» What this task involves
Nothing but the lines from the line with "Reviewer note: every instance of the dog's cropped" through the end of the data is to be copied, and each is to be copied exactly.

» Data records
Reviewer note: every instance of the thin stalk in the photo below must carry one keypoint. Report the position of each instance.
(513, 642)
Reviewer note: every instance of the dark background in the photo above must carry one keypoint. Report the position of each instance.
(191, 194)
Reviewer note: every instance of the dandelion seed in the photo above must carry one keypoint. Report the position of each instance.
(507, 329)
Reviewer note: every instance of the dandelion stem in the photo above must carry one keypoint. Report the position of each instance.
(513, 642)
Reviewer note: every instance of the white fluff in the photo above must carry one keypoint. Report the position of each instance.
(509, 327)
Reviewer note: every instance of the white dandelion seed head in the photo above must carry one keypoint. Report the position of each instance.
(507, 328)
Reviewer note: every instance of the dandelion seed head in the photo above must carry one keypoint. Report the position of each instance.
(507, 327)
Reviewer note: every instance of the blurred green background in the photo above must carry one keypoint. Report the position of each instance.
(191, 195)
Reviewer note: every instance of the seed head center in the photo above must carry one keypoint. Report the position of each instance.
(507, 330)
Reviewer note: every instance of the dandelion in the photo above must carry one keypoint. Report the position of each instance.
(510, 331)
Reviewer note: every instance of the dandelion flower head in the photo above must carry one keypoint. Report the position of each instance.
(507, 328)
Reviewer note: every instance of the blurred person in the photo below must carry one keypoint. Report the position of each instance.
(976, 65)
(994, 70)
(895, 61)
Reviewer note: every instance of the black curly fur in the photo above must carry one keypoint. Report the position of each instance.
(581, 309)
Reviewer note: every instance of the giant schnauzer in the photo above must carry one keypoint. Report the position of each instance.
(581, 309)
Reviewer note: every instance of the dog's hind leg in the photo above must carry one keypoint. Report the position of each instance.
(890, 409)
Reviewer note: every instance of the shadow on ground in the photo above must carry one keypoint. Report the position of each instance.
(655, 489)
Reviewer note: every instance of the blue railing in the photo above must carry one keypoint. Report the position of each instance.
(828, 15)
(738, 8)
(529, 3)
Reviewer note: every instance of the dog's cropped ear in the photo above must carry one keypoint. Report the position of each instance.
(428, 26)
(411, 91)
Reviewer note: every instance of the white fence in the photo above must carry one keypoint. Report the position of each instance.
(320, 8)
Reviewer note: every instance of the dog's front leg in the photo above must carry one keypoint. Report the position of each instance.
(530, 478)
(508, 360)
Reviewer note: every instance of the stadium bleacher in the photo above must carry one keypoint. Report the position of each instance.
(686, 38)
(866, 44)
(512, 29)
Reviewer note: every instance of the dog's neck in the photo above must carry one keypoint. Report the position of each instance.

» Response to the task
Reviewer note: every instance of the dog's cropped ear in the photo above must carry one keypoint. Report the position of each instance.
(428, 26)
(411, 91)
Reviewer note: every instance of the white fence in the photo above must carry one keypoint. Report the position of each instance.
(320, 8)
Reviewer note: every instance of the dog's front leg in the photo above must carry one keypoint. Report the position of each instance.
(530, 478)
(508, 360)
Reviewer note: every instance of the stadium bleacher in the photo above must carry one keypoint. Report the position of each instance.
(686, 38)
(866, 44)
(512, 29)
Reviewer note: every instance of the dog's neck in the photo above must carry one keypoint. Report the position of each instance.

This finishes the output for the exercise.